begin EXTRACTED DATA

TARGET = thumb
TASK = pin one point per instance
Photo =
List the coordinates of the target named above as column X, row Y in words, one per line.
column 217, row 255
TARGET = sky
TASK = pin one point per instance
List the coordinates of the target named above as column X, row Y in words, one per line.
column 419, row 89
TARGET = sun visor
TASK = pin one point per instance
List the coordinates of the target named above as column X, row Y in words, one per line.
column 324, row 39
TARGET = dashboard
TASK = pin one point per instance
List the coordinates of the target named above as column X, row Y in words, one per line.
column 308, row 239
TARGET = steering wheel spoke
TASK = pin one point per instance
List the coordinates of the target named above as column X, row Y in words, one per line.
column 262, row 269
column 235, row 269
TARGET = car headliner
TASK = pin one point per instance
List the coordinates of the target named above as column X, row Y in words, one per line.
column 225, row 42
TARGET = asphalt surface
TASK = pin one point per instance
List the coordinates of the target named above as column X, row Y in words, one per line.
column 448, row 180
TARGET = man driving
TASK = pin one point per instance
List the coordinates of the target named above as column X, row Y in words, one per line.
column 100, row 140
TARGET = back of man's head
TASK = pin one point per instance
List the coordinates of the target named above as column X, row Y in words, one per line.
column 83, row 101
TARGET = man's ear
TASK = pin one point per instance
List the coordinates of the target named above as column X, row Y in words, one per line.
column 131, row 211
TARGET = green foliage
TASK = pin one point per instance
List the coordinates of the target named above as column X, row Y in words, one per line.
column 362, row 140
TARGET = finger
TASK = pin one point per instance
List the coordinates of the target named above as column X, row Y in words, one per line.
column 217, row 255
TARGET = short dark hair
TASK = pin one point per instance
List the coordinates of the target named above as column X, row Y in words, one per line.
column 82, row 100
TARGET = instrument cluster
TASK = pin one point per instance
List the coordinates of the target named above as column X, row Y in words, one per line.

end EXTRACTED DATA

Copy out the material above, from its first line through the line that contains "column 324, row 39", keeping every line unchanged.

TARGET = thumb
TASK = pin one point per instance
Photo =
List the coordinates of the target named above as column X, row Y in words, one per line.
column 217, row 255
TARGET = sky
TASK = pin one point per instance
List the coordinates of the target named above as column X, row Y in words, one per line.
column 419, row 89
TARGET = sun visor
TASK = pin one point per instance
List the coordinates of the target named above as column X, row Y in words, one per line.
column 324, row 39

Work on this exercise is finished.